Продолжите приведенный ниже отрывок о «Сказке» Гете, начав сразу после его последнего предложения.
----- Отрывок -----
В этой сказке Гете довел творческое воображение до той границы, за которой оно переходит во внутренний душевный процесс, который является познавательным переживанием истинных духовных миров. Мне казалось, что, углубляясь в это произведение, можно глубже заглянуть в душу Гете.

Для меня было важно не объяснение сказки, а побуждения к душевному переживанию, исходившие из моей работы над сказкой. Эти побуждения оказали влияние на мою дальнейшую душевную жизнь, вплоть до формы созданных мной позже драм-мистерий[79]. Однако для моих работ, связанных с Гете, в сказке я мог почерпнуть немногое. Ведь я придерживался мнения, что, создавая это произведение, Гете, как бы побуждаемый внутренней силой полубессознательной душевной жизни, в своем мировоззрении превзошел самого себя. И здесь у меня возникло серьезное затруднение. Мое толкование Гете для кюршнеровской "Немецкой национальной литературы" я мог продолжить лишь в том духе, в каком оно было начато, но меня самого оно уже не удовлетворяло. Ведь Гете, как говорил я себе, в период создания своей "Сказки" как бы заглянул сквозь границу духовного мира в сам духовный мир. А то, что он пишет о процессах природы, вновь отвлекает внимание от этого прозрения. Поэтому нельзя толковать его, не принимая во внимание это его прозрение в духовный мир.
----- Исходные данные -----
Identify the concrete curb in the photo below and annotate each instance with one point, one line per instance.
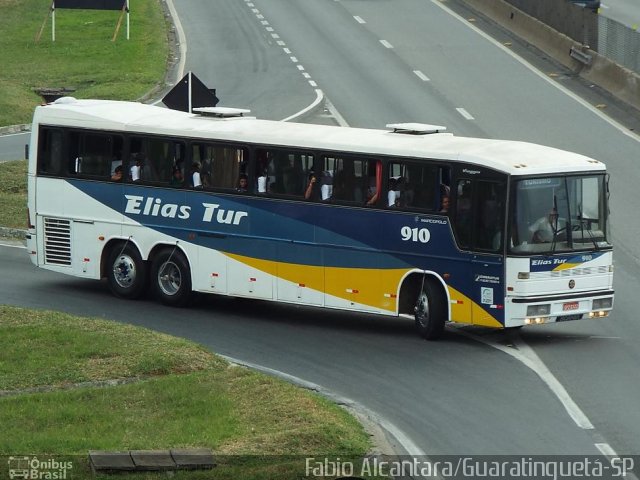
(616, 79)
(13, 129)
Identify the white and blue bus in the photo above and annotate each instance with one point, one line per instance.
(409, 222)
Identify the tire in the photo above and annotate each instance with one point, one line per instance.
(171, 278)
(430, 311)
(126, 272)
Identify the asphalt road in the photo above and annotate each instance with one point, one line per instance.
(460, 395)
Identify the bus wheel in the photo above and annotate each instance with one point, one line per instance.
(430, 312)
(127, 272)
(171, 278)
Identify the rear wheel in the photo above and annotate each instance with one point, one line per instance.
(126, 271)
(430, 311)
(171, 278)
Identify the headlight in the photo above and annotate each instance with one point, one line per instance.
(602, 303)
(538, 310)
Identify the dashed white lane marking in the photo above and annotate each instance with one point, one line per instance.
(421, 75)
(13, 246)
(606, 449)
(465, 114)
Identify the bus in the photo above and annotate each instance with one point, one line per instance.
(411, 222)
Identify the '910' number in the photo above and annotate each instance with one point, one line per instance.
(421, 235)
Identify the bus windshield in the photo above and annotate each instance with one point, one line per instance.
(559, 214)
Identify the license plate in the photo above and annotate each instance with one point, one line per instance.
(570, 306)
(566, 318)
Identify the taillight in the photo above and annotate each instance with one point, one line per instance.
(29, 226)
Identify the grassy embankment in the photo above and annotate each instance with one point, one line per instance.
(179, 396)
(83, 56)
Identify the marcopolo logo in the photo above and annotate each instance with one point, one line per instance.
(34, 468)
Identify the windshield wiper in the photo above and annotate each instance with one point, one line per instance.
(582, 221)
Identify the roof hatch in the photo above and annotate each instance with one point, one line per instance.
(221, 112)
(416, 128)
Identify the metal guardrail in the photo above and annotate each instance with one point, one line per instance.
(608, 37)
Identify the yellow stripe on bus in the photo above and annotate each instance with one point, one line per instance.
(366, 286)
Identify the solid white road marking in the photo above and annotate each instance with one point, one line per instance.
(465, 114)
(525, 354)
(421, 75)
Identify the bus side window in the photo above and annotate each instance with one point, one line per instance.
(94, 155)
(463, 221)
(220, 166)
(285, 172)
(50, 154)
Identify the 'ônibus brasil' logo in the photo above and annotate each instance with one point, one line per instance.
(154, 207)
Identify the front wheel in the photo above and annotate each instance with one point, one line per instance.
(127, 272)
(171, 278)
(430, 311)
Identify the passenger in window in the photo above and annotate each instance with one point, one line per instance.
(393, 195)
(177, 179)
(308, 192)
(326, 185)
(262, 183)
(136, 168)
(117, 174)
(444, 203)
(372, 192)
(206, 179)
(196, 180)
(243, 183)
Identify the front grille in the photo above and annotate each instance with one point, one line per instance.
(571, 272)
(57, 241)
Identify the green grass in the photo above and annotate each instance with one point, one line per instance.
(179, 396)
(13, 194)
(83, 56)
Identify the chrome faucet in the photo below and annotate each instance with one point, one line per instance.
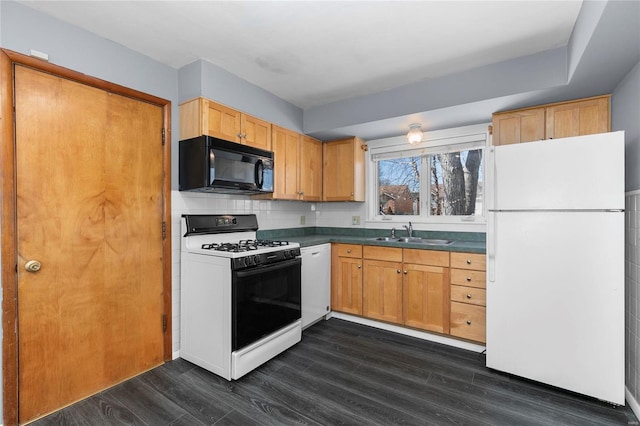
(409, 230)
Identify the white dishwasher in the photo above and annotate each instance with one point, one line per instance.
(316, 283)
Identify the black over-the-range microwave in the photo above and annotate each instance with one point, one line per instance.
(210, 164)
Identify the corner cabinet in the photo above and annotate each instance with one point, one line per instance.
(297, 166)
(343, 170)
(202, 116)
(552, 121)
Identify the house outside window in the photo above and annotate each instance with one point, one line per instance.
(441, 180)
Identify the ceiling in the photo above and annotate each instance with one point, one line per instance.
(313, 53)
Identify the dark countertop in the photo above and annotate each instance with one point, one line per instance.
(462, 241)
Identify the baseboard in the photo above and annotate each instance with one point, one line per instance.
(410, 332)
(633, 404)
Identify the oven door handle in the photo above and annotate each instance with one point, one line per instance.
(261, 269)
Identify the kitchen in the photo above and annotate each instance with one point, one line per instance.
(184, 84)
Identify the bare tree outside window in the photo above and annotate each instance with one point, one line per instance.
(455, 184)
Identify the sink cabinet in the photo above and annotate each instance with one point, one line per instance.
(426, 290)
(382, 284)
(346, 278)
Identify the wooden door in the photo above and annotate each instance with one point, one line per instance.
(346, 285)
(426, 297)
(286, 145)
(519, 126)
(310, 168)
(256, 132)
(382, 290)
(89, 208)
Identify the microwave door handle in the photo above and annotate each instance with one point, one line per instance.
(259, 174)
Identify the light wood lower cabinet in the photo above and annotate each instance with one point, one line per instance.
(346, 278)
(468, 296)
(429, 290)
(382, 284)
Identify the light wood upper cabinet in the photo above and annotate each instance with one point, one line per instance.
(346, 278)
(255, 132)
(519, 126)
(552, 121)
(286, 152)
(202, 116)
(382, 284)
(297, 166)
(426, 290)
(578, 118)
(310, 177)
(343, 170)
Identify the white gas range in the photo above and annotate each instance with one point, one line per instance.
(240, 298)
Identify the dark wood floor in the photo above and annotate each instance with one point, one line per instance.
(342, 373)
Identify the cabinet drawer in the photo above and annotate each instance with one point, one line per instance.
(471, 295)
(426, 257)
(469, 278)
(468, 321)
(382, 253)
(469, 261)
(349, 250)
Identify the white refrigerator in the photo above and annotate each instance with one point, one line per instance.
(555, 253)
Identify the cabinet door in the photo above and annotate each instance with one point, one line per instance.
(519, 126)
(346, 285)
(343, 170)
(220, 121)
(286, 145)
(382, 290)
(578, 118)
(310, 169)
(256, 132)
(426, 297)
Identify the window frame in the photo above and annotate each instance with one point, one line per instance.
(456, 139)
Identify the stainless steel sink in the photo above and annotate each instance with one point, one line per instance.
(427, 241)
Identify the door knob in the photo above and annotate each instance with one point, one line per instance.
(32, 266)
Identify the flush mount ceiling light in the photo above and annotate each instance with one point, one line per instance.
(415, 134)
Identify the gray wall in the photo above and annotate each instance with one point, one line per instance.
(625, 115)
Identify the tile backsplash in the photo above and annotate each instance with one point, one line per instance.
(632, 299)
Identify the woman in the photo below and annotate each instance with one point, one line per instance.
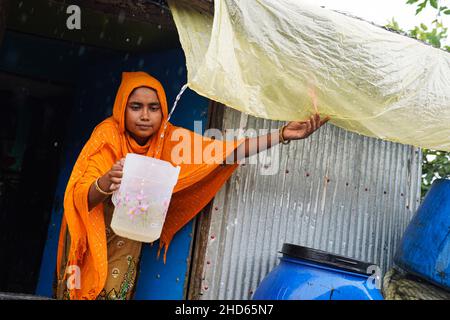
(95, 263)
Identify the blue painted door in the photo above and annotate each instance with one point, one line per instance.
(96, 92)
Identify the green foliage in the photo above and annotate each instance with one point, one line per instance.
(435, 164)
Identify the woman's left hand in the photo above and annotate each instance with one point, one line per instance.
(295, 130)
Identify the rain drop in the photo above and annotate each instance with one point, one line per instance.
(81, 50)
(121, 17)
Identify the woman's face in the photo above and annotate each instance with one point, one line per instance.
(143, 114)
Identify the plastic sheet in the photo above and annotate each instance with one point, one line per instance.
(265, 58)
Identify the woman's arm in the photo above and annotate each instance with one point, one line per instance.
(107, 183)
(294, 130)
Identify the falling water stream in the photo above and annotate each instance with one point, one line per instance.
(183, 88)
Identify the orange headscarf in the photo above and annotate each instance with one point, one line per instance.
(197, 184)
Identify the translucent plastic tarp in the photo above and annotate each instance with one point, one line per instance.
(267, 58)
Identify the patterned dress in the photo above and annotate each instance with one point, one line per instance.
(123, 260)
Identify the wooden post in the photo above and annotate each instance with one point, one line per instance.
(2, 19)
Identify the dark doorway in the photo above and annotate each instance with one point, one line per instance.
(33, 120)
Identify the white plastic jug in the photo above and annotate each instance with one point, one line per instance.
(143, 198)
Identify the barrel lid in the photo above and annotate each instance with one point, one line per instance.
(326, 258)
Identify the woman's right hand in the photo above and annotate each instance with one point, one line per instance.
(111, 180)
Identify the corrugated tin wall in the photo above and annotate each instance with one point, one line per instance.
(335, 191)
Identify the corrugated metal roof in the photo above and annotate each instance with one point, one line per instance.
(335, 191)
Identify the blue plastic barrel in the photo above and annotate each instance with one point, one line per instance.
(425, 247)
(309, 274)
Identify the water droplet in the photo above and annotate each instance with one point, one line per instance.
(81, 50)
(121, 17)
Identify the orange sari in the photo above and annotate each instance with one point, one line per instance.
(197, 184)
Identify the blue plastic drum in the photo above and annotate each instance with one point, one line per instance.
(309, 274)
(425, 247)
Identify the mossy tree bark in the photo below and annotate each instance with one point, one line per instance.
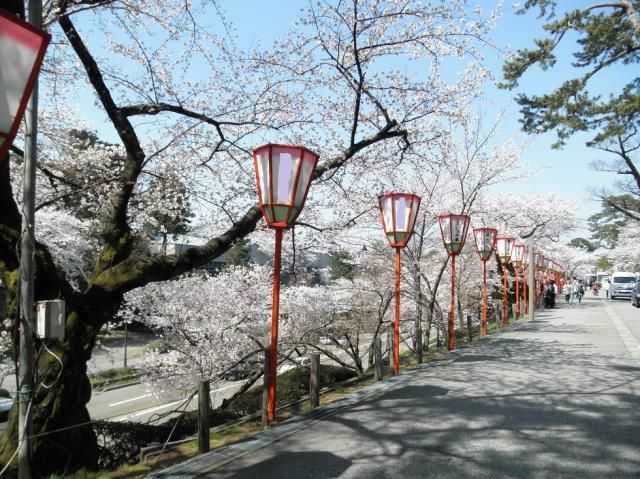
(62, 438)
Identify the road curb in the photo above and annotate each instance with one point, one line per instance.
(208, 462)
(113, 387)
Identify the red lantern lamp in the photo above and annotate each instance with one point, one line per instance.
(399, 212)
(504, 248)
(283, 177)
(22, 48)
(453, 229)
(517, 259)
(485, 242)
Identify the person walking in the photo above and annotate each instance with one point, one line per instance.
(580, 291)
(567, 292)
(575, 290)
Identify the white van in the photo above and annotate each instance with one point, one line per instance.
-----
▶ **Результат выполнения**:
И хотя из углубления в сказку сначала я для моих посвященных Гете работ ничего не приобрел, оно все же вызвало множество душевных побуждений. То, что вливалось в душу в связи со сказкой, стало для меня важным материалом для медитаций. Я постоянно возвращался к нему. Эти занятия подготовили тот настрой, с которым я приступил к моей веймарской работе.

 

Глава тринадцатая

 

Именно в этот период моя внешняя жизнь была до предела насыщена общением с людьми. Часто я встречался и со старыми друзьями. Насколько ограниченной была для меня возможность говорить об упомянутых здесь вещах, настолько интенсивными были духовные и душевные узы, связывавшие меня с друзьями. Мне часто вспоминаются те бесконечные беседы, которым мы предавались в то время в одном из знаменитых кафе[80]на Михаэльплац в Вене. Я вспоминал их в особенности в то время, когда после мировой войны старая Австрия была разрушена. Ибо предпосылки ее распада уже тогда были налицо. Однако никто не хотел в этом признаваться. У каждого был наготове тот или иной рецепт, в зависимости от его национальных или культурных наклонностей. И если возвышенны идеалы, живущие в зарождающихся течениях, то не менее возвышенны в своем трагизме идеалы, возникающие во времена упадка и желающие задержать его. Подобные трагические идеалы жили тогда в душах лучших венцев и австрийцев.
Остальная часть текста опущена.